• _ENUNCIADO DEL PROBLEMA A_
Transcribe sin cambios las líneas de los registros que van desde la que contiene "the van window." hasta el final de los registros, con ambos extremos incluidos.

MÉXICO, D.F., 11 de octubre.- En la dislocada dinámica política de hoy, los adversarios se hacen favores y los correligionarios riñen entre sí. Eso, al menos, ocurre en el entorno de Andrés Manuel López Obrador: En su estrategia mexiquense, que beneficia al PRI y a Enrique Peña Nieto, el exjefe de Gobierno capitalino estaba a punto de fracturar al partido que dirigió hace 12 años, cuando el curso de colisión fue frenado por la iracundia del presidente Felipe Calderón, que forzó a un por lo menos momentáneo cese de las hostilidades entre el hombre que encarna, según la diatriba presidencial, “un peligro para México”, y las corrientes –Nueva Izquierda en particular– que lo consideran “un peligro para el PRD”.

• _DATOS PROPORCIONADOS_
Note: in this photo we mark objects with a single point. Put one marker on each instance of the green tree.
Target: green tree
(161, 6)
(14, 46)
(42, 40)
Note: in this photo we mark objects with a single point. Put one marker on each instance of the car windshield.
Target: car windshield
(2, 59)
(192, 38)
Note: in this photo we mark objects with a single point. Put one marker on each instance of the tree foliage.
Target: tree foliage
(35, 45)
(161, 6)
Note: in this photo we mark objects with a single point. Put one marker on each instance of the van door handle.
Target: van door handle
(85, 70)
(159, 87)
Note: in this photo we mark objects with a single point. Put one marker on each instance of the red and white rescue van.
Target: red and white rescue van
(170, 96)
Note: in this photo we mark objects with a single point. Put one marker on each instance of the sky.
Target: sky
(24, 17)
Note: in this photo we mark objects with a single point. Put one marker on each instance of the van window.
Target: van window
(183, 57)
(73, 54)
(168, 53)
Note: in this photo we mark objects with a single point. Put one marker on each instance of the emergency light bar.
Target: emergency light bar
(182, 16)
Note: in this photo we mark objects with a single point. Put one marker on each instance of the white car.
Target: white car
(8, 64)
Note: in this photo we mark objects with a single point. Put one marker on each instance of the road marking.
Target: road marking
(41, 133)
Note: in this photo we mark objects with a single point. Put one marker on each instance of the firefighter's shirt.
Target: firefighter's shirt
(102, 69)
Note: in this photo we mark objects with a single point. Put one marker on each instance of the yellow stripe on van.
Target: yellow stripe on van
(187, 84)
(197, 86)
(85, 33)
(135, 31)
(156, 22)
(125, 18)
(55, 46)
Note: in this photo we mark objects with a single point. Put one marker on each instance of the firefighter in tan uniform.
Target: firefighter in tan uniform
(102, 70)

• _ENUNCIADO DEL PROBLEMA B_
Según el texto de lectura, ¿qué frenó el curso de colisión entre López Obrador y las corrientes del PRD, y por qué tuvo ese efecto?

• _RESULTADO ESPERADO A_
Note: in this photo we mark objects with a single point. Put one marker on each instance of the van window.
Target: van window
(183, 57)
(73, 54)
(168, 53)
Note: in this photo we mark objects with a single point. Put one marker on each instance of the emergency light bar.
Target: emergency light bar
(182, 16)
Note: in this photo we mark objects with a single point. Put one marker on each instance of the white car.
Target: white car
(8, 64)
Note: in this photo we mark objects with a single point. Put one marker on each instance of the road marking.
Target: road marking
(41, 133)
Note: in this photo we mark objects with a single point. Put one marker on each instance of the firefighter's shirt.
Target: firefighter's shirt
(102, 69)
Note: in this photo we mark objects with a single point. Put one marker on each instance of the yellow stripe on van.
Target: yellow stripe on van
(187, 84)
(197, 86)
(85, 33)
(135, 31)
(156, 22)
(125, 18)
(55, 46)
Note: in this photo we mark objects with a single point. Put one marker on each instance of the firefighter in tan uniform.
Target: firefighter in tan uniform
(102, 70)

• _RESULTADO ESPERADO B_
Lo frenó la iracundia del presidente Felipe Calderón. Tuvo ese efecto porque forzó un cese de las hostilidades, al menos momentáneo, entre López Obrador, a quien la diatriba presidencial llamaba "un peligro para México", y las corrientes que lo consideran "un peligro para el PRD", en particular Nueva Izquierda.